Report how many lines in the following entries contain "Target". Nothing else should be given.

Region pointing data
============================================================

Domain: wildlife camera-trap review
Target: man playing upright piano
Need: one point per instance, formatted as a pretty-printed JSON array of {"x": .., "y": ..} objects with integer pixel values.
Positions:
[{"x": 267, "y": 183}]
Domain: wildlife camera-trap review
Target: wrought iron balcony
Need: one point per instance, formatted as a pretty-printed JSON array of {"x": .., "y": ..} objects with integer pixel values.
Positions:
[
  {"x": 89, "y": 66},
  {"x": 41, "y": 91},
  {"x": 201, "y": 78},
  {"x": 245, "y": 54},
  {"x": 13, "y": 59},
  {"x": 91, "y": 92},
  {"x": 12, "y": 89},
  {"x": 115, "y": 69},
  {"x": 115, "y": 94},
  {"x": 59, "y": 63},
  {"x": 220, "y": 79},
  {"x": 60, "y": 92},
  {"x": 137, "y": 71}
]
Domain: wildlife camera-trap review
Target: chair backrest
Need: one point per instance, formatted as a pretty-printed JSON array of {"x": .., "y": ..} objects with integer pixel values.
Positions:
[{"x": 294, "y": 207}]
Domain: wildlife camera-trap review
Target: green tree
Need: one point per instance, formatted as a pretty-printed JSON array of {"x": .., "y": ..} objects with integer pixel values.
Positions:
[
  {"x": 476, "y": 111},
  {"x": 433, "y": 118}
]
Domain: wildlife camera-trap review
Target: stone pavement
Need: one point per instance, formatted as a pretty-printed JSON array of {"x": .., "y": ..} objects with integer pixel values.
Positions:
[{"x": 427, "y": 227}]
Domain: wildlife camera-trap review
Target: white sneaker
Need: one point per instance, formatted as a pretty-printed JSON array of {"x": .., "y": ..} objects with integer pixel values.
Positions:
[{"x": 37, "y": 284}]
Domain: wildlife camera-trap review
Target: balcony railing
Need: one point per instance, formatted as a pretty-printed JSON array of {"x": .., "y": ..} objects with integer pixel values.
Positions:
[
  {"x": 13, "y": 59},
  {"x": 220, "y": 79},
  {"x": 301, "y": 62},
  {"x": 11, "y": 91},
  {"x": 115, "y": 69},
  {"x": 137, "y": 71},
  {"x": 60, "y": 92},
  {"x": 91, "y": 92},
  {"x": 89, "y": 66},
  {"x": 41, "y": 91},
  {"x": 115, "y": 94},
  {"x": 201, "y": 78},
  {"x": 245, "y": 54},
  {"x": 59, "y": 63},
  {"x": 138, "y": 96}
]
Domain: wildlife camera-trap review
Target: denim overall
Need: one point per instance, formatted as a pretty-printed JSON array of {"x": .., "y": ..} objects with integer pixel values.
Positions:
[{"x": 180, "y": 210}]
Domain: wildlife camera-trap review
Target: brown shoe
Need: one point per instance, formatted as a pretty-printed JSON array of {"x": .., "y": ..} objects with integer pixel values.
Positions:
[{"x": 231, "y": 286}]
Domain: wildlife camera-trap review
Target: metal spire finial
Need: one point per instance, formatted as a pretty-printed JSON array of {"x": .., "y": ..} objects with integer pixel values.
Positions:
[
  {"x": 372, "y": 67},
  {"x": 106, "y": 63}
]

============================================================

Result of the exercise: 10